__USING THE INFORMATION__:
A - In the commentary on U.S. bailouts and precious metals below, what all-time high did the budget deficit reach in October?
B - Extend the commentary on U.S. bailouts and precious metals below, picking up after its final sentence.

__TEXT FOR ANALYSIS__:
● ● ● ● ● ● ●

Sure, I’ve heard this rumor several times in the past few years and nothing substantial has come of it. Will anything be different this time around?
One thing that could increase China’s willingness to diversify away from U.S. dollars and debt is the $5 trillion bailout tab that Washington has racked up in the last year. You are reading correct. The number is $5 trillion, not $700 billion. All of these bailouts will be funded by issuing new debt or printing new money and have already pushed the budget deficit to an all-time high of $237.2 billion in October. No matter your view on the markets, this scenario is hyper-inflationary once it plays out.
Thus far, the dollar has rallied in the face of these bailouts, but once the money hits the system there is nowhere for the dollar to go but down and this spells explosive new highs for precious metals and other commodities. I don’t assume to know how soon this will manifest, but it is worthwhile to have a core holding of precious metals and then add to your positions once the move begins. The upside potential is far greater than the downside risk at current prices.

● ● ● ● ● ● ●

__ENTRIES PROVIDED__:
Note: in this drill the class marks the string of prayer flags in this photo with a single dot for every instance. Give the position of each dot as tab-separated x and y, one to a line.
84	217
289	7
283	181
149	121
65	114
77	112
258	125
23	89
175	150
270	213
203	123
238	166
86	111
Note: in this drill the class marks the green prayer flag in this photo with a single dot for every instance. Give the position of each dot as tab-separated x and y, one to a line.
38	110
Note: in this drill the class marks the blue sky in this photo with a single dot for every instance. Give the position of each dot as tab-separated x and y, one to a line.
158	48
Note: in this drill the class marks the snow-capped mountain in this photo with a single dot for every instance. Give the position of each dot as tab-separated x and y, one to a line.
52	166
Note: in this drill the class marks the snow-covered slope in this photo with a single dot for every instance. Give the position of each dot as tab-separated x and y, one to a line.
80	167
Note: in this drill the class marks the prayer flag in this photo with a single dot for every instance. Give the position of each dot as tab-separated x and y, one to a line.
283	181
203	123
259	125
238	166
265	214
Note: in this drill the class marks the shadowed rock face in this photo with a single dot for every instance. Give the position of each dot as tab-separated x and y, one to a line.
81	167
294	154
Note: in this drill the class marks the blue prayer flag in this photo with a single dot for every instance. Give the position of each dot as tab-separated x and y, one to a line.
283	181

● ● ● ● ● ● ●

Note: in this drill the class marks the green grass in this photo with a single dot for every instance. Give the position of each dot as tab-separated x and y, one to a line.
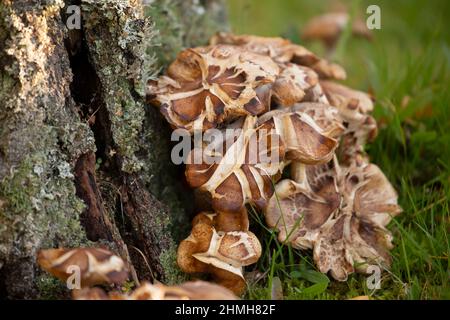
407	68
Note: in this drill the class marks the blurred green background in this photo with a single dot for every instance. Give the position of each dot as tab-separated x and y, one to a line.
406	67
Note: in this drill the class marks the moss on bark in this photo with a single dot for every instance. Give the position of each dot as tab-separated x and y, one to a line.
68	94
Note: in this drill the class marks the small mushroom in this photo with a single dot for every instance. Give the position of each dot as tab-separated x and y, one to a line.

● ● ● ● ● ● ●

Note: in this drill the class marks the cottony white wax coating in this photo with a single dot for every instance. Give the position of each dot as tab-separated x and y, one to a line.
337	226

● ● ● ● ● ● ●

__RESULTS FOR THE EXERCISE__:
A - $237.2 billion

B -
The mainland is seriously considering a plan to diversify more of its massive foreign-exchange reserves into gold, a person familiar with the situation told The Standard.
Beijing is considering changing its asset allocations during the financial tsunami in order to build up gold reserves “in a big way,” the source said.
China has the world’s biggest foreign-exchange reserves at $1.9 trillion, according to data compiled by Bloomberg. It is also the largest overseas holder of Treasuries after Japan. China’s demand for gold jumped 23 percent in 2007, making it the world’s second-largest consumer.
The Asian nation may buy more gold for its reserves on concern the $700 billion U.S. bank bailout will cause declines in the dollar and Treasuries, the Standard newspaper in Hong Kong reported today, citing an unidentified person.